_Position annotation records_

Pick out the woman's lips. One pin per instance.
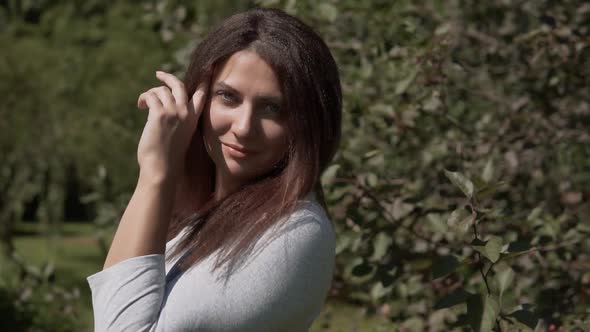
(235, 151)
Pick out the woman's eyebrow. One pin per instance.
(259, 98)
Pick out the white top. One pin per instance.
(280, 286)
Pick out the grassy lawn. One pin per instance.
(76, 255)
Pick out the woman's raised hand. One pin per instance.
(171, 123)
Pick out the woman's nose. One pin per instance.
(243, 121)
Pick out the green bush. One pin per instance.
(460, 192)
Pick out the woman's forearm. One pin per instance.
(144, 224)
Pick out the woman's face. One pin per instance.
(244, 127)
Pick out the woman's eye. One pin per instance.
(226, 96)
(274, 108)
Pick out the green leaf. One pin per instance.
(488, 171)
(359, 271)
(516, 248)
(403, 85)
(444, 265)
(526, 317)
(461, 182)
(458, 296)
(490, 249)
(482, 311)
(330, 174)
(504, 278)
(328, 11)
(460, 220)
(381, 243)
(372, 180)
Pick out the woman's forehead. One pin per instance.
(246, 72)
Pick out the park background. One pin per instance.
(460, 193)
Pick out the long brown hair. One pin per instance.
(310, 84)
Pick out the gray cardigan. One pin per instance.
(280, 286)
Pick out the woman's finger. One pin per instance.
(165, 96)
(175, 85)
(149, 100)
(198, 100)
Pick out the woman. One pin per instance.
(224, 231)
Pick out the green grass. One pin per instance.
(76, 255)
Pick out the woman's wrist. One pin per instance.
(157, 180)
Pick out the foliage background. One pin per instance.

_WHAT IS BEING ASKED_
Reproduce all of the records above word for word, leaving out the pictures.

_RESULT FOR THIS TASK_
Pick out the woman's lips. One pin per instance.
(235, 151)
Pick out the woman's eyebrow. One pin per instance.
(259, 98)
Pick out the white top. One pin per instance.
(280, 286)
Pick out the grassy lawn. One pin per instance.
(76, 255)
Pick out the woman's raised hand. One pin per instance.
(171, 123)
Pick out the woman's nose. One pin per instance.
(243, 121)
Pick out the green bush. One pin per instance.
(460, 192)
Pick out the woman's forearm. One pin per instance.
(144, 224)
Pick out the woman's face. One pin per instance.
(244, 127)
Pick out the woman's eye. One pin per instance.
(226, 96)
(274, 108)
Pick out the green leaf. One pin per instance.
(488, 171)
(359, 271)
(516, 248)
(403, 85)
(444, 265)
(526, 317)
(461, 182)
(458, 296)
(490, 249)
(482, 311)
(330, 174)
(504, 278)
(328, 11)
(460, 220)
(381, 243)
(372, 180)
Pick out the woman's forehead. One pin per instance.
(246, 72)
Pick out the park background. One pin per instance.
(460, 193)
Pick out the long brown hair. One pin per instance.
(310, 84)
Pick out the gray cardigan. One pin per instance.
(280, 286)
Pick out the woman's finger. One pin per instance.
(165, 96)
(175, 85)
(149, 100)
(198, 100)
Pick out the woman. One pin per instance.
(224, 231)
Pick out the green grass. One pin per instance.
(76, 255)
Pick out the woman's wrist. One pin per instance.
(157, 180)
Pick out the foliage background. One pin per instance.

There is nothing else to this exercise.